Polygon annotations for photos
-*-*-

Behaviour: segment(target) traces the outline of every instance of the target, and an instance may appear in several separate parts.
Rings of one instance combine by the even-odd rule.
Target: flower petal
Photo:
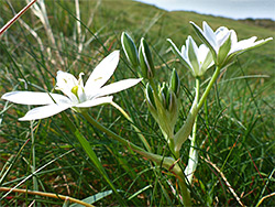
[[[36,119],[44,119],[47,117],[52,117],[58,112],[62,112],[66,109],[72,107],[72,105],[47,105],[43,107],[36,107],[28,113],[20,118],[19,121],[30,121],[30,120],[36,120]]]
[[[116,81],[113,84],[110,84],[108,86],[103,86],[100,90],[99,90],[99,94],[98,96],[106,96],[106,95],[111,95],[111,94],[114,94],[114,92],[119,92],[121,90],[124,90],[127,88],[130,88],[136,84],[139,84],[140,81],[142,80],[142,78],[139,78],[139,79],[123,79],[123,80],[120,80],[120,81]]]
[[[70,100],[63,95],[36,91],[12,91],[4,94],[1,98],[20,105],[70,103]]]
[[[119,51],[112,52],[94,69],[85,85],[86,95],[99,89],[112,76],[119,63]]]
[[[89,107],[95,107],[95,106],[102,105],[102,103],[108,103],[108,102],[111,102],[111,101],[112,101],[112,96],[99,97],[99,98],[94,98],[91,100],[87,100],[85,102],[76,105],[75,107],[89,108]]]
[[[207,41],[211,44],[213,48],[217,47],[217,42],[216,42],[216,35],[212,29],[208,25],[207,22],[202,22],[202,28],[204,28],[204,34],[207,39]]]

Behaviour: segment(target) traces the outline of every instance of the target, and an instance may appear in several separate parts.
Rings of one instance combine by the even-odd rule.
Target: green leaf
[[[121,44],[130,64],[132,64],[133,67],[138,67],[140,63],[136,46],[131,36],[125,32],[122,32]]]
[[[106,182],[109,184],[109,186],[112,188],[113,193],[117,195],[118,201],[124,206],[124,201],[121,198],[121,196],[119,195],[117,188],[114,187],[114,185],[112,184],[112,182],[110,181],[110,178],[108,177],[102,164],[100,163],[100,161],[98,160],[95,151],[92,150],[92,148],[90,146],[90,143],[86,140],[86,138],[79,132],[79,130],[75,127],[75,124],[73,123],[73,121],[66,116],[65,112],[62,112],[62,118],[65,120],[67,128],[75,134],[75,137],[77,138],[77,140],[79,141],[79,143],[81,144],[84,151],[86,152],[86,154],[89,156],[89,159],[91,160],[91,162],[96,165],[98,172],[103,176],[103,178],[106,179]]]
[[[112,193],[113,193],[112,190],[101,192],[101,193],[98,193],[98,194],[96,194],[94,196],[89,196],[89,197],[82,199],[81,201],[85,201],[87,204],[94,204],[94,203],[96,203],[96,201],[98,201],[98,200],[100,200],[100,199],[102,199],[102,198],[111,195]],[[82,205],[80,205],[80,204],[73,204],[69,207],[82,207]]]

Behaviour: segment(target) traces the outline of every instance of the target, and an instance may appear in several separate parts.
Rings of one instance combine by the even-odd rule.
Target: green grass
[[[20,11],[25,2],[11,1],[9,6],[0,0],[0,4],[2,26],[13,17],[10,6]],[[258,39],[275,37],[272,29],[242,21],[194,12],[166,12],[129,0],[108,0],[99,4],[97,1],[80,1],[81,33],[86,35],[82,51],[79,53],[74,1],[46,1],[46,9],[56,45],[51,43],[43,24],[31,10],[22,20],[37,33],[42,44],[19,22],[1,37],[1,95],[15,89],[51,91],[55,86],[58,69],[68,70],[76,76],[84,72],[86,80],[109,52],[122,48],[120,35],[122,31],[127,31],[136,44],[142,36],[150,43],[157,68],[156,78],[168,81],[172,69],[177,69],[182,79],[183,109],[176,130],[186,119],[195,81],[187,69],[174,61],[175,55],[166,39],[172,39],[178,46],[185,44],[188,34],[199,41],[189,21],[199,25],[207,21],[213,29],[228,26],[237,31],[239,39],[253,35]],[[207,106],[200,111],[197,133],[200,159],[191,184],[194,206],[239,205],[224,177],[248,206],[255,206],[261,198],[274,192],[274,52],[275,42],[272,41],[238,57],[234,65],[221,73],[222,76],[212,88]],[[213,70],[207,72],[204,80],[212,73]],[[136,76],[138,72],[129,66],[121,50],[120,64],[111,81]],[[142,131],[153,152],[165,154],[166,143],[147,110],[143,89],[144,86],[140,84],[119,92],[114,95],[114,101],[131,115],[134,126]],[[19,122],[18,118],[25,115],[28,106],[8,103],[2,99],[0,106],[0,187],[14,187],[20,184],[32,174],[35,163],[35,170],[43,168],[24,181],[19,188],[35,189],[35,177],[38,186],[36,189],[40,192],[67,195],[77,199],[111,189],[61,115],[41,121]],[[131,123],[113,107],[95,107],[89,112],[119,135],[143,146]],[[133,153],[130,148],[113,141],[78,113],[72,110],[66,113],[87,138],[125,205],[180,205],[179,198],[172,193],[172,188],[178,189],[170,172],[155,166]],[[33,142],[25,143],[28,139]],[[35,144],[35,154],[32,144]],[[182,149],[183,165],[188,161],[188,149],[189,142],[186,142]],[[4,194],[0,192],[0,197]],[[61,199],[14,193],[0,199],[0,205],[30,205],[34,199],[37,206],[63,205]],[[95,205],[122,205],[119,201],[119,196],[111,194]],[[264,199],[263,205],[274,206],[274,197]]]

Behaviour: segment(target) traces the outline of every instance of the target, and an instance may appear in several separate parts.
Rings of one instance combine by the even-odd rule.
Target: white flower
[[[237,55],[272,40],[272,37],[270,37],[266,40],[256,41],[256,36],[253,36],[251,39],[238,42],[237,34],[233,30],[220,26],[216,32],[213,32],[213,30],[206,22],[202,22],[204,30],[201,30],[194,22],[190,23],[200,40],[211,51],[217,65],[224,66],[229,64]]]
[[[21,121],[44,119],[54,116],[68,108],[88,108],[112,101],[111,95],[130,88],[141,81],[139,79],[124,79],[103,86],[112,76],[119,63],[119,51],[108,55],[91,73],[90,77],[82,83],[84,73],[76,79],[69,73],[57,72],[56,89],[62,90],[66,96],[36,91],[11,91],[1,98],[21,105],[41,105],[42,107],[30,110]]]
[[[180,61],[190,69],[195,77],[202,76],[213,65],[209,48],[205,44],[198,47],[191,36],[187,37],[186,45],[183,45],[182,52],[178,51],[172,40],[168,39],[168,41]]]

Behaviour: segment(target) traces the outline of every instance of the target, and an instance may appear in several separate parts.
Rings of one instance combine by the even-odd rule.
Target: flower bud
[[[169,107],[169,90],[166,83],[163,83],[160,89],[160,99],[162,100],[163,107],[168,109]]]
[[[131,39],[131,36],[125,32],[122,32],[122,34],[121,34],[121,44],[122,44],[123,51],[127,55],[129,63],[133,67],[138,67],[139,66],[139,55],[138,55],[136,46],[135,46],[133,40]]]
[[[227,59],[227,56],[231,48],[231,37],[229,36],[228,40],[220,46],[219,53],[218,53],[218,65],[223,64],[223,62]]]
[[[146,94],[146,100],[147,100],[150,107],[152,107],[153,109],[156,109],[153,89],[148,83],[146,85],[145,94]]]
[[[147,79],[153,78],[155,74],[155,67],[153,64],[153,58],[152,58],[148,45],[143,37],[141,39],[141,45],[139,48],[139,57],[140,57],[142,76]]]
[[[172,91],[175,92],[176,97],[179,96],[179,90],[180,90],[180,79],[177,75],[176,69],[174,68],[172,74],[170,74],[170,83],[169,83],[169,88]]]

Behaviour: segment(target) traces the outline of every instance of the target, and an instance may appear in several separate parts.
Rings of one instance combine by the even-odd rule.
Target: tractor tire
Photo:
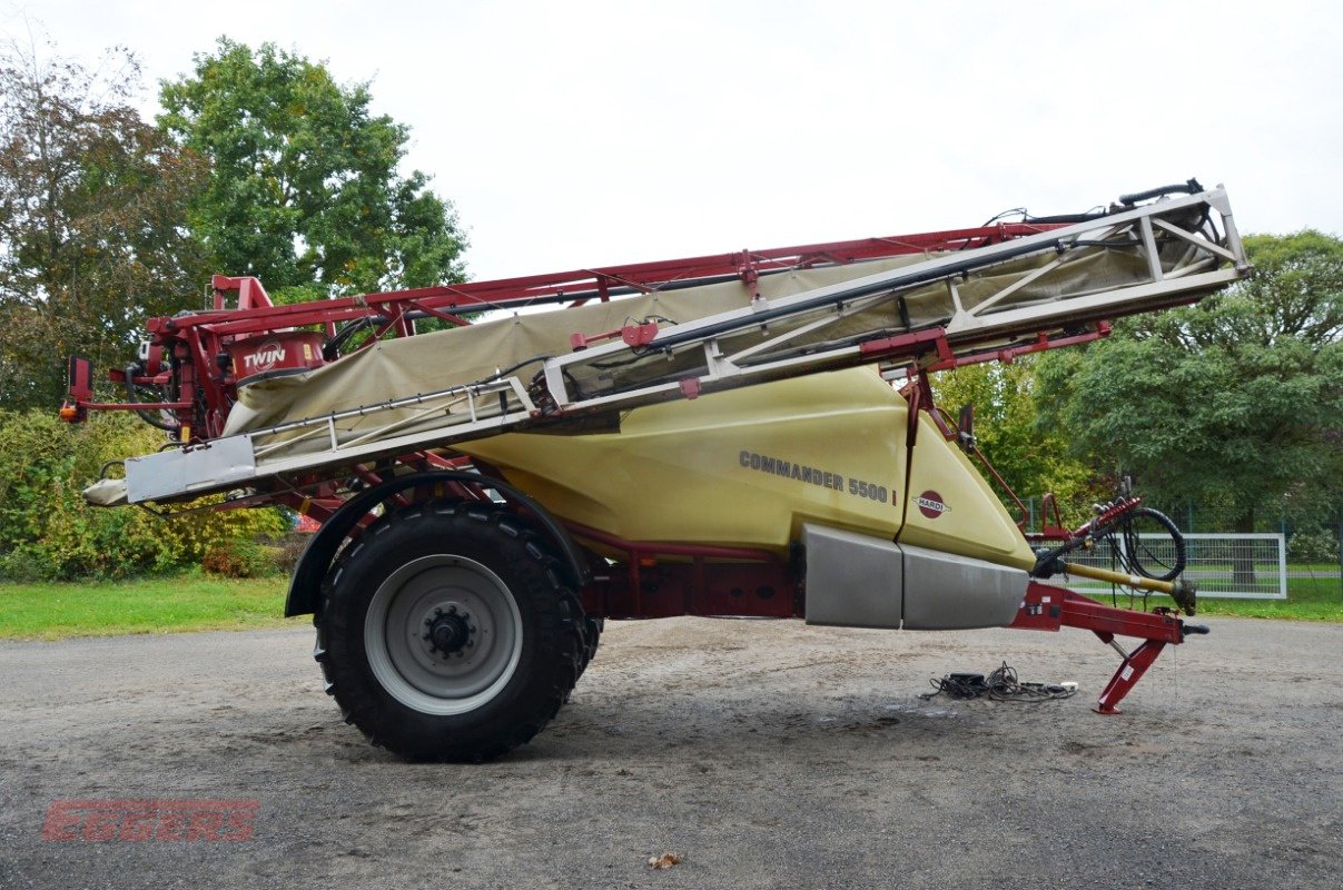
[[[418,761],[479,762],[530,741],[595,646],[544,538],[474,502],[377,520],[333,566],[314,620],[345,722]]]

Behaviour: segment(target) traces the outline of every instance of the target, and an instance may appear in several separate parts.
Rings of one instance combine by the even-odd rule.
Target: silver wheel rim
[[[522,616],[504,581],[475,560],[434,554],[383,581],[364,619],[373,677],[424,714],[465,714],[517,671]]]

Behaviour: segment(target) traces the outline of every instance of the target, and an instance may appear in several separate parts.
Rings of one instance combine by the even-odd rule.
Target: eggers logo
[[[259,800],[55,800],[43,840],[251,840]]]
[[[951,507],[941,499],[941,495],[933,490],[924,491],[917,498],[913,499],[915,506],[929,520],[936,520],[943,513],[951,513]]]

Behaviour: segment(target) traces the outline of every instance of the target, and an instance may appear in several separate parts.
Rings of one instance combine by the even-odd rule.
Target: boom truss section
[[[220,415],[222,435],[128,460],[121,495],[132,503],[220,491],[266,497],[369,460],[506,431],[580,432],[639,405],[770,380],[860,364],[936,369],[1010,360],[1093,340],[1111,319],[1194,302],[1249,271],[1221,188],[1041,228],[1046,227],[1018,227],[1006,238],[979,230],[913,247],[911,242],[881,248],[873,242],[877,247],[839,262],[825,251],[741,254],[728,274],[721,263],[657,264],[657,274],[643,278],[600,274],[576,299],[553,282],[541,287],[539,278],[514,279],[528,283],[508,294],[474,286],[479,293],[471,291],[471,299],[466,295],[473,286],[459,286],[407,291],[399,302],[389,295],[330,301],[328,309],[336,311],[340,303],[341,317],[381,306],[384,328],[404,325],[398,311],[407,305],[455,318],[449,310],[596,302],[548,313],[543,321],[524,315],[407,337],[424,345],[407,348],[399,360],[391,348],[385,356],[368,354],[381,349],[375,344],[312,372],[312,381],[324,376],[329,389],[349,393],[320,403],[308,397],[310,389],[305,393],[312,381],[304,375],[257,387],[252,395],[239,387],[227,426]],[[943,250],[924,252],[929,247]],[[619,297],[614,282],[624,282],[616,290],[630,293],[629,299],[612,299]],[[584,313],[598,302],[606,314]],[[676,314],[665,306],[676,306]],[[205,314],[199,325],[219,336],[247,336],[329,321],[314,311],[265,305],[250,313]],[[587,326],[616,315],[623,322],[614,328]],[[528,354],[528,346],[509,345],[522,354],[500,348],[500,354],[489,353],[497,364],[485,373],[470,362],[465,370],[454,369],[453,357],[467,346],[488,352],[490,325],[526,325],[535,342],[563,346]],[[530,342],[506,333],[500,329],[497,342]],[[441,369],[435,356],[442,357]],[[345,372],[337,368],[353,369],[359,361],[381,361],[372,376],[387,376],[389,383],[377,391],[338,385]],[[388,362],[398,361],[403,369],[431,368],[418,376],[407,372],[404,380],[383,375]],[[346,380],[368,377],[346,375]]]

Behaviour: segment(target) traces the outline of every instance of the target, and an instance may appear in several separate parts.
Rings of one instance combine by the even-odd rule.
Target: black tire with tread
[[[462,714],[427,714],[392,697],[364,647],[364,622],[381,583],[422,556],[474,560],[509,588],[522,619],[521,656],[508,683]],[[328,694],[345,722],[407,760],[479,762],[532,740],[568,701],[595,650],[579,597],[529,525],[494,505],[430,502],[389,513],[353,541],[328,576],[314,615]]]

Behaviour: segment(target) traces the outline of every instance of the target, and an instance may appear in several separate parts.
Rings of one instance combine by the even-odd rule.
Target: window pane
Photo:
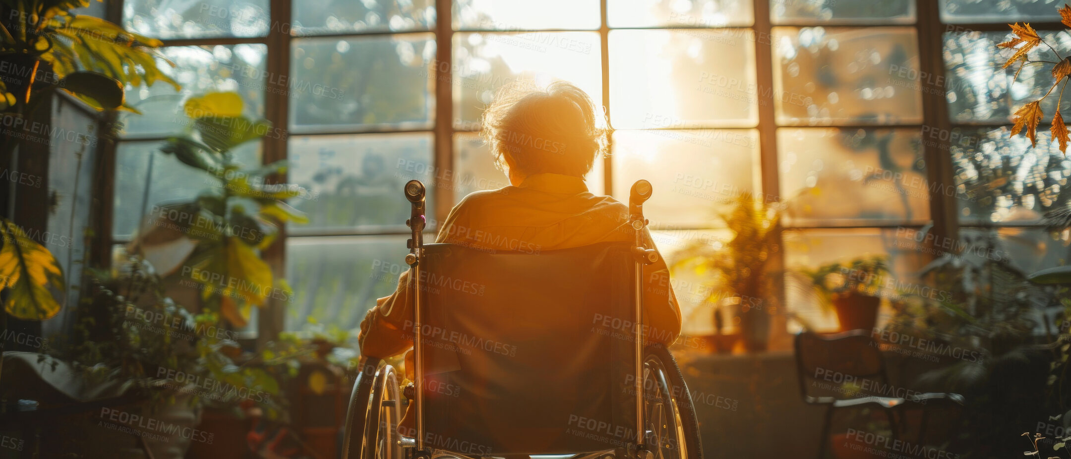
[[[801,269],[814,270],[831,262],[847,262],[868,255],[887,255],[890,275],[887,279],[879,280],[879,296],[883,300],[877,326],[883,326],[890,312],[888,299],[895,299],[904,294],[904,291],[920,290],[923,284],[919,281],[917,273],[932,257],[914,239],[904,236],[909,231],[917,229],[787,230],[784,232],[785,267],[788,272],[798,272]],[[789,332],[798,331],[801,322],[817,332],[836,328],[836,315],[817,304],[817,297],[811,294],[809,279],[791,279],[785,287],[785,305],[794,316],[793,322],[796,322],[793,326],[796,330]]]
[[[631,185],[631,184],[630,184]],[[678,251],[688,244],[702,243],[721,247],[733,238],[727,229],[718,230],[654,230],[651,240],[658,247],[666,264],[673,265]],[[695,270],[675,270],[669,286],[677,296],[682,319],[681,333],[685,335],[712,335],[714,333],[713,307],[707,300],[721,291],[721,286],[711,285],[709,275],[697,274]],[[731,322],[724,328],[728,333]]]
[[[786,223],[919,221],[930,188],[918,129],[778,129]]]
[[[495,167],[491,150],[474,133],[454,135],[454,170],[456,173],[452,173],[451,178],[454,181],[455,204],[469,193],[510,186],[510,179]],[[595,195],[604,195],[603,170],[603,160],[595,159],[594,166],[585,178],[588,190]]]
[[[518,79],[572,81],[602,105],[599,34],[592,32],[454,34],[454,125],[478,129],[495,90]]]
[[[268,0],[126,0],[123,27],[157,39],[265,36]]]
[[[213,175],[160,152],[160,141],[123,141],[116,147],[115,216],[111,231],[129,239],[153,206],[191,200],[222,185]],[[246,142],[232,152],[242,166],[260,164],[260,142]],[[146,185],[149,194],[146,195]]]
[[[290,60],[290,127],[299,132],[428,128],[435,113],[429,33],[299,39]]]
[[[1035,221],[1071,200],[1071,159],[1049,129],[1038,129],[1035,148],[1009,134],[1007,126],[953,129],[962,139],[950,149],[961,221]]]
[[[406,231],[409,201],[402,188],[417,179],[429,188],[431,134],[296,136],[289,181],[308,189],[291,205],[308,214],[291,233],[390,229]],[[427,209],[435,209],[428,197]]]
[[[435,2],[295,0],[297,34],[351,32],[409,32],[435,27]],[[289,33],[289,30],[283,30]]]
[[[911,24],[915,0],[770,0],[774,24]]]
[[[940,20],[942,22],[1060,20],[1056,9],[1062,3],[1037,0],[940,0]]]
[[[921,94],[901,77],[918,75],[914,28],[778,27],[773,36],[779,124],[922,121]]]
[[[756,125],[764,94],[753,37],[746,29],[612,31],[614,127]]]
[[[996,241],[993,241],[993,238]],[[1062,266],[1071,259],[1071,235],[1066,231],[1040,228],[997,228],[960,230],[960,242],[969,255],[1010,261],[1025,274]],[[989,249],[993,244],[992,249]]]
[[[162,72],[182,90],[156,82],[151,88],[126,87],[126,102],[142,114],[122,112],[127,135],[174,134],[190,125],[182,104],[191,96],[213,91],[235,91],[244,102],[243,114],[262,119],[265,113],[265,45],[172,46],[162,49],[170,65],[157,60]]]
[[[599,16],[598,0],[454,0],[454,30],[598,29]]]
[[[758,133],[752,129],[653,129],[614,133],[614,197],[628,202],[645,179],[654,194],[644,215],[654,229],[723,226],[720,212],[757,188]]]
[[[726,27],[755,24],[752,0],[609,0],[609,27]]]
[[[376,299],[390,295],[401,272],[408,270],[406,239],[287,238],[286,277],[293,302],[287,305],[284,328],[301,330],[308,318],[342,330],[358,327]]]
[[[1060,56],[1071,52],[1066,33],[1038,31]],[[998,43],[1011,37],[1008,32],[962,32],[945,34],[946,97],[949,116],[955,122],[1005,122],[1024,103],[1040,98],[1053,86],[1053,64],[1041,63],[1000,68],[1012,50],[1001,50]],[[1031,60],[1058,61],[1047,46],[1030,51]],[[1015,77],[1019,72],[1019,77]],[[1041,103],[1045,113],[1052,113],[1058,97]],[[1071,107],[1071,97],[1064,100],[1062,109]]]

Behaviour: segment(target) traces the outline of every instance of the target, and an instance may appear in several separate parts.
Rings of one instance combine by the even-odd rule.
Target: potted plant
[[[237,147],[276,133],[267,121],[243,117],[243,106],[233,92],[185,102],[192,123],[167,138],[161,152],[201,171],[211,186],[194,199],[157,206],[131,244],[162,277],[199,290],[201,309],[233,327],[247,324],[252,307],[292,297],[261,254],[281,225],[307,221],[285,202],[305,195],[304,188],[271,183],[271,175],[285,173],[285,160],[244,167],[235,157]]]
[[[770,308],[766,306],[772,300],[768,294],[773,291],[775,274],[771,260],[780,250],[776,228],[784,204],[750,193],[734,196],[731,204],[728,213],[721,214],[731,239],[689,243],[675,254],[672,269],[691,269],[706,278],[710,290],[705,301],[719,306],[714,308],[714,335],[722,335],[721,307],[735,308],[734,321],[739,319],[744,349],[761,351],[770,334]]]
[[[156,66],[159,40],[72,10],[89,0],[20,0],[0,3],[0,118],[27,118],[42,95],[61,91],[97,110],[124,106],[125,85],[164,81],[179,85]],[[47,104],[46,104],[47,106]],[[9,120],[11,121],[11,120]],[[5,125],[15,122],[5,122]],[[19,120],[18,124],[28,124]],[[0,167],[11,168],[20,140],[0,138]],[[46,320],[62,307],[63,273],[47,248],[27,238],[22,228],[0,216],[0,290],[4,310],[21,320]],[[0,328],[6,328],[0,313]],[[0,341],[0,354],[3,351]],[[0,371],[2,371],[0,358]]]
[[[887,256],[864,256],[802,270],[818,293],[819,304],[836,313],[839,331],[873,330],[889,275]]]

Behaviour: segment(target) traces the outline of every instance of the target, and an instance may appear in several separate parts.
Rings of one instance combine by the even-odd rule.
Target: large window
[[[156,147],[185,122],[184,98],[238,91],[288,134],[240,157],[288,159],[313,192],[291,202],[311,223],[271,258],[297,296],[261,330],[353,327],[404,267],[402,185],[431,185],[432,232],[466,194],[504,186],[476,135],[482,107],[503,83],[562,78],[617,129],[589,189],[627,199],[650,180],[666,255],[724,239],[716,215],[752,192],[789,202],[776,255],[789,269],[887,254],[909,278],[933,256],[915,238],[931,221],[953,239],[999,227],[1016,257],[1049,257],[1022,267],[1041,267],[1066,257],[1037,223],[1067,201],[1071,164],[1046,129],[1037,149],[1008,138],[1011,104],[1045,88],[1027,71],[1012,83],[993,46],[1009,16],[1052,20],[1031,4],[947,0],[938,19],[930,0],[126,0],[115,19],[165,40],[183,89],[129,93],[145,114],[125,118],[114,152],[111,233],[127,241],[153,205],[206,186]],[[703,333],[702,295],[677,290],[685,331]],[[830,325],[791,292],[785,304]]]

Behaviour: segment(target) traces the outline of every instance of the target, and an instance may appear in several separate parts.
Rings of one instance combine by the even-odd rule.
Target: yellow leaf
[[[10,289],[4,309],[22,320],[45,320],[62,307],[63,272],[52,254],[12,221],[0,218],[0,288]]]
[[[190,118],[236,118],[242,116],[242,96],[237,92],[210,92],[191,97],[183,109]]]
[[[1029,102],[1015,110],[1015,124],[1011,127],[1011,135],[1014,136],[1026,127],[1026,138],[1030,139],[1030,146],[1038,144],[1038,123],[1041,122],[1041,101]]]
[[[1015,63],[1020,59],[1026,59],[1026,53],[1041,43],[1041,37],[1038,36],[1038,32],[1035,31],[1028,22],[1023,22],[1022,26],[1020,26],[1019,22],[1013,25],[1009,24],[1008,27],[1011,27],[1012,34],[1016,36],[1012,37],[1009,42],[997,45],[997,47],[1015,49],[1015,53],[1011,57],[1011,59],[1008,59],[1008,62],[1005,62],[1002,68],[1008,68],[1009,65]],[[1019,45],[1022,46],[1016,48]]]
[[[1064,124],[1064,116],[1059,111],[1053,116],[1053,127],[1049,129],[1053,133],[1053,139],[1060,142],[1060,153],[1067,156],[1068,152],[1068,126]]]
[[[1064,6],[1060,6],[1056,11],[1060,14],[1060,22],[1064,22],[1067,27],[1071,27],[1071,6],[1064,3]]]
[[[328,388],[328,377],[320,370],[308,373],[308,388],[313,394],[323,395],[323,391]]]
[[[1064,59],[1053,66],[1053,78],[1056,78],[1057,81],[1068,75],[1071,75],[1071,58]]]
[[[227,322],[230,322],[231,325],[238,328],[248,325],[250,323],[248,312],[250,312],[248,306],[240,307],[238,303],[236,303],[229,296],[224,296],[220,299],[220,313],[223,315],[224,319],[227,319]]]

-*-*-

→ Problem statement
Gather every line of the material above that contains the string "tire" and copy each one in full. Case counts when matching.

→ Output for this task
Target: tractor tire
Target: black tire with tread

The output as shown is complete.